▶ [Input for this task]:
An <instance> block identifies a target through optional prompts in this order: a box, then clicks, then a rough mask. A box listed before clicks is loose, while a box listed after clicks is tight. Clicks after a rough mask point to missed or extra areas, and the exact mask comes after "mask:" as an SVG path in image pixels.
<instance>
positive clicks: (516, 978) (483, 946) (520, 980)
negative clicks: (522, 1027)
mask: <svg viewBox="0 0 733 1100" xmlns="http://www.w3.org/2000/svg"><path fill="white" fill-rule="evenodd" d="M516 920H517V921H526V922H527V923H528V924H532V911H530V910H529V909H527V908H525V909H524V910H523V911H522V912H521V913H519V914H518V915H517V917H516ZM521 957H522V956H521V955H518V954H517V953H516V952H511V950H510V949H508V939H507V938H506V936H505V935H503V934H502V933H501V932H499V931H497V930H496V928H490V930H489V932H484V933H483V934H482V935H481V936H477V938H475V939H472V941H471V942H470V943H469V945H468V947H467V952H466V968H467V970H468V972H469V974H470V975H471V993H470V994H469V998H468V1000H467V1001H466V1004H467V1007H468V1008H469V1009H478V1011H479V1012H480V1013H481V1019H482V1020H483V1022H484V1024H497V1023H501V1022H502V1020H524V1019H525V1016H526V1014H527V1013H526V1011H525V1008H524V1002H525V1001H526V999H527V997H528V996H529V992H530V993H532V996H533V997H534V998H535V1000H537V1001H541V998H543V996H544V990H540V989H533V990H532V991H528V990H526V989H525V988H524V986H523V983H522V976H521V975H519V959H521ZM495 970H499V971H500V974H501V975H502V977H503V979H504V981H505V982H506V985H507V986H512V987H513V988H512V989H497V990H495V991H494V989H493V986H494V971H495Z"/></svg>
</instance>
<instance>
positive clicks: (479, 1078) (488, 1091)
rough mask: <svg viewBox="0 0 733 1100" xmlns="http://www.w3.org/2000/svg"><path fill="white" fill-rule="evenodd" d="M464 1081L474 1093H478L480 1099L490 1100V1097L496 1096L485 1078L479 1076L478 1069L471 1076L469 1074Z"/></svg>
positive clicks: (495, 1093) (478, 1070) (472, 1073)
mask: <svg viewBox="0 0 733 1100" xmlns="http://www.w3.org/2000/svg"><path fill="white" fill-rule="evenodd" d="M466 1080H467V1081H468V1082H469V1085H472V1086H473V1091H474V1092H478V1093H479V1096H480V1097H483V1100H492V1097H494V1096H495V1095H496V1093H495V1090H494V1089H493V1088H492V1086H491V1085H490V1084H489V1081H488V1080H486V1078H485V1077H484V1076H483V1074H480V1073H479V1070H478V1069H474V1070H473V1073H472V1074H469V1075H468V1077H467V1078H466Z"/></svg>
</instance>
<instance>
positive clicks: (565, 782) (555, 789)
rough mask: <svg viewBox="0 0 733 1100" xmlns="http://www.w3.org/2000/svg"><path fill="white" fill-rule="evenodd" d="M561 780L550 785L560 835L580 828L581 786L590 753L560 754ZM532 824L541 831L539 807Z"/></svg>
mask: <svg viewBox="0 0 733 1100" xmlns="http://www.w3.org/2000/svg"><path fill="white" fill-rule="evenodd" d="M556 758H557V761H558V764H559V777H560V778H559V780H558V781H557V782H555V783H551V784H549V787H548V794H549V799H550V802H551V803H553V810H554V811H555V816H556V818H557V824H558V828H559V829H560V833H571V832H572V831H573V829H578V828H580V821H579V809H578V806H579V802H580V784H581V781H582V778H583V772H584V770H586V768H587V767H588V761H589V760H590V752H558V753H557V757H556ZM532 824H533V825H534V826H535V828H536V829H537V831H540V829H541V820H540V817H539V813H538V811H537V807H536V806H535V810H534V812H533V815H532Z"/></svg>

▶ [Try it]: Please reproduce all of the data above, changing every "rough mask" to "coarse mask" and leaving everything else untouched.

▶ [Task result]:
An <instance> block identifies a target through optional prompts in this order: a box, then clicks, then a coarse mask. A box listed before clicks is loose, while a box listed after clicks is tight. Clicks after a coarse mask point to missed or extra areas, and the exact mask comes after "mask:" as an SVG path in image pixels.
<instance>
positive clicks: (516, 978) (483, 946) (520, 980)
negative clicks: (522, 1027)
mask: <svg viewBox="0 0 733 1100" xmlns="http://www.w3.org/2000/svg"><path fill="white" fill-rule="evenodd" d="M516 920H517V921H526V922H527V923H528V924H532V911H530V910H529V909H527V908H525V909H524V910H523V911H522V912H521V913H519V914H518V915H517V917H516ZM521 957H522V956H521V955H518V954H517V953H516V952H511V950H510V949H508V939H507V938H506V936H505V935H503V934H502V933H501V932H499V931H497V930H496V928H490V930H489V932H484V933H483V934H482V935H481V936H477V938H475V939H472V941H471V942H470V943H469V945H468V947H467V952H466V968H467V970H468V972H469V974H470V975H471V993H470V994H469V998H468V1000H467V1001H466V1004H467V1007H468V1008H469V1009H478V1011H479V1012H480V1013H481V1019H482V1020H483V1022H484V1024H497V1023H501V1022H502V1020H524V1019H525V1016H526V1014H527V1013H526V1011H525V1008H524V1002H525V1001H526V999H527V997H528V996H529V992H530V993H532V996H533V997H534V998H535V1000H537V1001H541V998H543V996H544V990H540V989H533V990H532V991H528V990H526V989H525V988H524V986H523V983H522V976H521V975H519V959H521ZM495 970H499V971H500V974H501V975H502V977H503V979H504V981H505V982H506V985H507V986H512V987H513V988H512V989H497V990H495V991H494V989H493V986H494V971H495Z"/></svg>
</instance>
<instance>
positive clicks: (479, 1078) (488, 1091)
coarse mask: <svg viewBox="0 0 733 1100" xmlns="http://www.w3.org/2000/svg"><path fill="white" fill-rule="evenodd" d="M464 1081L474 1093H478L480 1099L490 1100V1097L496 1096L485 1078L479 1076L478 1069L471 1076L469 1074Z"/></svg>
positive clicks: (495, 1093) (478, 1070) (472, 1073)
mask: <svg viewBox="0 0 733 1100" xmlns="http://www.w3.org/2000/svg"><path fill="white" fill-rule="evenodd" d="M466 1080H467V1081H468V1082H469V1085H472V1086H473V1091H474V1092H478V1093H479V1096H480V1097H483V1100H492V1097H494V1096H495V1095H496V1093H495V1090H494V1089H493V1088H492V1086H491V1085H490V1084H489V1081H488V1080H486V1078H485V1077H484V1076H483V1074H480V1073H479V1070H478V1069H474V1070H473V1073H472V1074H469V1075H468V1077H467V1078H466Z"/></svg>
</instance>
<instance>
positive clicks: (565, 782) (555, 789)
coarse mask: <svg viewBox="0 0 733 1100" xmlns="http://www.w3.org/2000/svg"><path fill="white" fill-rule="evenodd" d="M561 780L550 785L560 835L580 828L581 786L590 753L560 754ZM532 824L541 831L539 807Z"/></svg>
mask: <svg viewBox="0 0 733 1100" xmlns="http://www.w3.org/2000/svg"><path fill="white" fill-rule="evenodd" d="M556 758H557V761H558V764H559V777H560V778H559V780H558V781H557V782H555V783H551V784H549V787H548V794H549V799H550V802H551V803H553V810H554V811H555V816H556V818H557V824H558V828H559V829H560V833H571V832H572V831H573V829H578V828H580V821H579V809H578V806H579V802H580V784H581V781H582V778H583V772H584V770H586V768H587V767H588V761H589V760H590V752H558V753H557V757H556ZM532 824H533V825H534V826H535V828H536V829H537V831H540V829H541V820H540V817H539V813H538V811H537V807H536V806H535V810H534V812H533V815H532Z"/></svg>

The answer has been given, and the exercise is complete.